(Study material)
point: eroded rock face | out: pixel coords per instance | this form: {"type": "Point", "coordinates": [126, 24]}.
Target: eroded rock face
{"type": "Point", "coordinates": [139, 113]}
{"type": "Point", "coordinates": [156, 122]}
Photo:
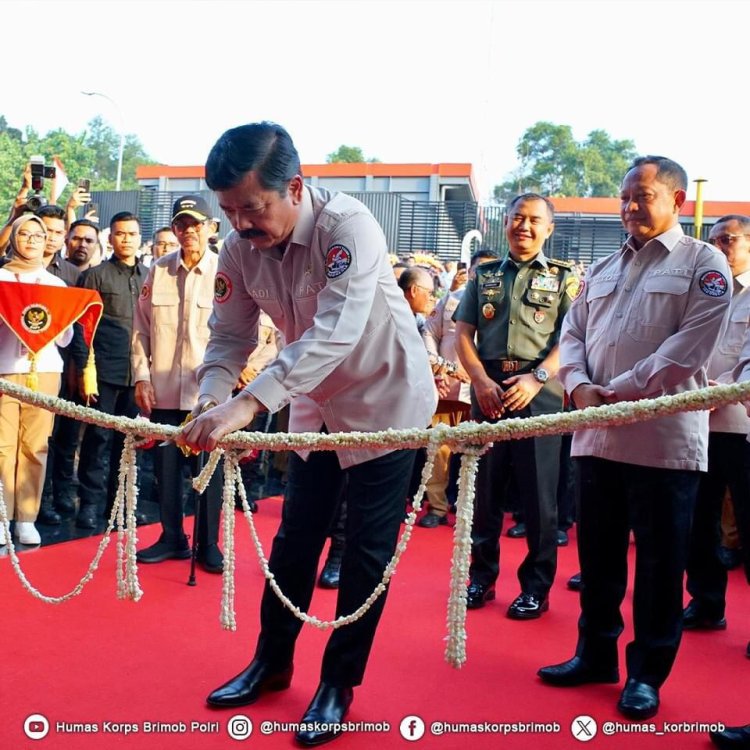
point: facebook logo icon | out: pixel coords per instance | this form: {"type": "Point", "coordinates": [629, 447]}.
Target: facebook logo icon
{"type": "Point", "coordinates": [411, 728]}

(Work required) Pull every line containing the word "coords" out of the entries above.

(Result of the task)
point: eroded rock face | out: pixel coords per instance | this form: {"type": "Point", "coordinates": [126, 24]}.
point: facebook logo icon | out: pixel coords per instance | this form: {"type": "Point", "coordinates": [629, 447]}.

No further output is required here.